━━━━━ Texte à lire ━━━━━
Démocratie alimentaire, droit à l’alimentation, transformation du modèle agricole
La logique des communs, outil au service de la Sécurité Sociale de l’Alimentation
Publié le 27 novembre 2024 par clem.alx
Dominique Paturel

Chercheuse en Sciences de Gestion associée à UMR 951 Innovation, Collectif Démocratie Alimentaire, membre du Collectif « Pour une SSA », membre de la Fondation Copernic, adhérente à PEPS (Pour une Ecologie Sociale et Populaire)

La capacité des projets de Sécurité Sociale de l’Alimentation de faire vivre sur le terrain, une démocratie alimentaire directe, associant bénéficiaires et producteurs sans aucune exclusive et notamment pas celle qui serait basée sur le budget, est le gage de leur succès.
Ces modalités de gestion démocratique de ressources communes, vitales pour tous, par des collectifs locaux rapprochent le SSA des communs.
━━━━━
◆ **Exercice court**:
Répondez à ces questions sur le texte consacré à la Sécurité Sociale de l'Alimentation :
1. À quelle date le texte a-t-il été publié ?
2. De quelle fondation Dominique Paturel est-elle membre ?
3. Qu'est-ce qui, selon le texte, rapproche la SSA des communs ?
━━━━━ Données présentées ━━━━━
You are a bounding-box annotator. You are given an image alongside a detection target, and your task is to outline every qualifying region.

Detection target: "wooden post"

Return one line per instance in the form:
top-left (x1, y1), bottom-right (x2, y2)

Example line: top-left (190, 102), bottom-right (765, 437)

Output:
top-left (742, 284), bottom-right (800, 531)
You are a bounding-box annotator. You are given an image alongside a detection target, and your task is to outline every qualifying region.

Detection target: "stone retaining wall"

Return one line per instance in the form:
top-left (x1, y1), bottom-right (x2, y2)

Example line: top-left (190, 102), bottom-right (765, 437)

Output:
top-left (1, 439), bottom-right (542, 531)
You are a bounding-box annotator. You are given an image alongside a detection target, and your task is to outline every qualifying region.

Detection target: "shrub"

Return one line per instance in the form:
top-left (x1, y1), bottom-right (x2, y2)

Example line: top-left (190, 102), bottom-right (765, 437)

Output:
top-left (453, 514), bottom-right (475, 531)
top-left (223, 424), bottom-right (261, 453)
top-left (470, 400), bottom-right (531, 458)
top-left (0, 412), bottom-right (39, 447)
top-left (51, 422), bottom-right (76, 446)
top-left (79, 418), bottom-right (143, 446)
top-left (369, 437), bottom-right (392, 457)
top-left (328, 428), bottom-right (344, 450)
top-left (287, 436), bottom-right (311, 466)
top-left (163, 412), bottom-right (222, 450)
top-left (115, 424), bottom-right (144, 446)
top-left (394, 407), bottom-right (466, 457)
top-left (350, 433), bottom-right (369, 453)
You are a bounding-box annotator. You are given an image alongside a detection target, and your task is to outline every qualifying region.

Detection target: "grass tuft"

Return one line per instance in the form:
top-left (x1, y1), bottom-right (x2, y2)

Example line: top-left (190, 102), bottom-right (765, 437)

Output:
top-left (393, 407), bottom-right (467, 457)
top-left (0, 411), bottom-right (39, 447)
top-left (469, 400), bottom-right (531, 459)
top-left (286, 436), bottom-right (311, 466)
━━━━━
◆ **Corrigé**:
1. Le 27 novembre 2024.
2. La Fondation Copernic.
3. Les modalités de gestion démocratique de ressources communes, vitales pour tous, par des collectifs locaux.